What the task requires:
Output the entries below as a Markdown table with columns named Row and Line, starting at the line containing "Where can the" and ending with the last line of the entries. Give each line its own numbered row and omit blank lines.

---------- Material for this task

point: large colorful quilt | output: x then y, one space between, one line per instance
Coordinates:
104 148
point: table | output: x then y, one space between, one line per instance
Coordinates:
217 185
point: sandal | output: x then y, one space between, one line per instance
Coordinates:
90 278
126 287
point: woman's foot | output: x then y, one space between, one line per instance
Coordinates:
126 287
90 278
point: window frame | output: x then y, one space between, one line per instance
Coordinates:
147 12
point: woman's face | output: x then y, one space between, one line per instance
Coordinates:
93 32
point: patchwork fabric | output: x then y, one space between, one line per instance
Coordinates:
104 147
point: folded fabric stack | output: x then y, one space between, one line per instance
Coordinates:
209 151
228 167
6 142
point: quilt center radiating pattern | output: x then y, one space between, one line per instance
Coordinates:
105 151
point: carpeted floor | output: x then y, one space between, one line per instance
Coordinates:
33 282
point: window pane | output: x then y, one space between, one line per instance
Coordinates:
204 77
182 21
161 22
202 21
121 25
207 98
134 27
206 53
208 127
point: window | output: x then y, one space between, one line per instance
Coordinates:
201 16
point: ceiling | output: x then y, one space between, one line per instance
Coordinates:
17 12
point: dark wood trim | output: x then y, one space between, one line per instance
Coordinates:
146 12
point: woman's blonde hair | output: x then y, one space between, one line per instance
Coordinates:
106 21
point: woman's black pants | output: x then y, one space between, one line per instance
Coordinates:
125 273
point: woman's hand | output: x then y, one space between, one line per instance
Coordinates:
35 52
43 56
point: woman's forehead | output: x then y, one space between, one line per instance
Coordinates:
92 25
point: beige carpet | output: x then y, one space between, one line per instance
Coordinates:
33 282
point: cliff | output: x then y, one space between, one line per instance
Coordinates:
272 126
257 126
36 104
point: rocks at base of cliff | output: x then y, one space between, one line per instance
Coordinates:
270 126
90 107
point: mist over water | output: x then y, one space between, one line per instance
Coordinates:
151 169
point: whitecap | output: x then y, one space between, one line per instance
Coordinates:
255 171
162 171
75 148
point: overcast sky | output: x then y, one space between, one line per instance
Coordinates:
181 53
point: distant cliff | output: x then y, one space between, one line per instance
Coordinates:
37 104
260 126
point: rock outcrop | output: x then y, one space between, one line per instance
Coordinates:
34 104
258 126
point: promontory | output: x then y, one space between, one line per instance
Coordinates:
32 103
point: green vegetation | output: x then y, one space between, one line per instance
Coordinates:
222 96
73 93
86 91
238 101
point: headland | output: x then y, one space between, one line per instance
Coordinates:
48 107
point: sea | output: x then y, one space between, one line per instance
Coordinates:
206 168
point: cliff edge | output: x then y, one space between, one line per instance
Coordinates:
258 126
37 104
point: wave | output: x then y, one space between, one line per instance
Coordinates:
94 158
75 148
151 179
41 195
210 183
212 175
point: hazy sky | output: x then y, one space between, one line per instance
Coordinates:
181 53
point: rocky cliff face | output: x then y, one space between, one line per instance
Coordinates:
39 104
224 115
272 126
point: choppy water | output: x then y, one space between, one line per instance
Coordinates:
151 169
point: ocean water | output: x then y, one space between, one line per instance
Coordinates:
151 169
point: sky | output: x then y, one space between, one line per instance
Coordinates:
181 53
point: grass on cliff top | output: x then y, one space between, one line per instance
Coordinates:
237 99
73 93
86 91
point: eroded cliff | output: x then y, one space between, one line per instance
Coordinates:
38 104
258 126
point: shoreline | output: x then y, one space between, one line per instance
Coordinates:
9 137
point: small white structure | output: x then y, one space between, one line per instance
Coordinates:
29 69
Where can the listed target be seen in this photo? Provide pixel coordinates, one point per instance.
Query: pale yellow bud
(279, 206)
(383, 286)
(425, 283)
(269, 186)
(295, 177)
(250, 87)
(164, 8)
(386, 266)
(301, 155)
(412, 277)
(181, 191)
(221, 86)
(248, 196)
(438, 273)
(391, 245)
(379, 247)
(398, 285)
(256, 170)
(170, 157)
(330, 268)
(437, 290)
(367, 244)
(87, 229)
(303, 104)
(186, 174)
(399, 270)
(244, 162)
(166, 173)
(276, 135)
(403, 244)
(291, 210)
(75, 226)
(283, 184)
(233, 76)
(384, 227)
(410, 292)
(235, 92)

--------------------

Full output:
| Row | Line |
|---|---|
| 1 | Where can the listed target be seen in this photo? Provide pixel coordinates, one point per instance. |
| 2 | Query: pale yellow bud |
| 3 | (279, 206) |
| 4 | (383, 286) |
| 5 | (425, 283) |
| 6 | (269, 186) |
| 7 | (295, 177) |
| 8 | (250, 87) |
| 9 | (164, 8) |
| 10 | (386, 266) |
| 11 | (301, 155) |
| 12 | (412, 277) |
| 13 | (181, 191) |
| 14 | (221, 86) |
| 15 | (248, 196) |
| 16 | (438, 273) |
| 17 | (391, 245) |
| 18 | (379, 247) |
| 19 | (398, 285) |
| 20 | (256, 170) |
| 21 | (170, 157) |
| 22 | (330, 268) |
| 23 | (437, 290) |
| 24 | (367, 244) |
| 25 | (87, 229) |
| 26 | (303, 104) |
| 27 | (186, 174) |
| 28 | (399, 270) |
| 29 | (244, 162) |
| 30 | (166, 173) |
| 31 | (276, 135) |
| 32 | (403, 244) |
| 33 | (291, 210) |
| 34 | (75, 226) |
| 35 | (283, 184) |
| 36 | (233, 76) |
| 37 | (384, 227) |
| 38 | (410, 292) |
| 39 | (235, 92) |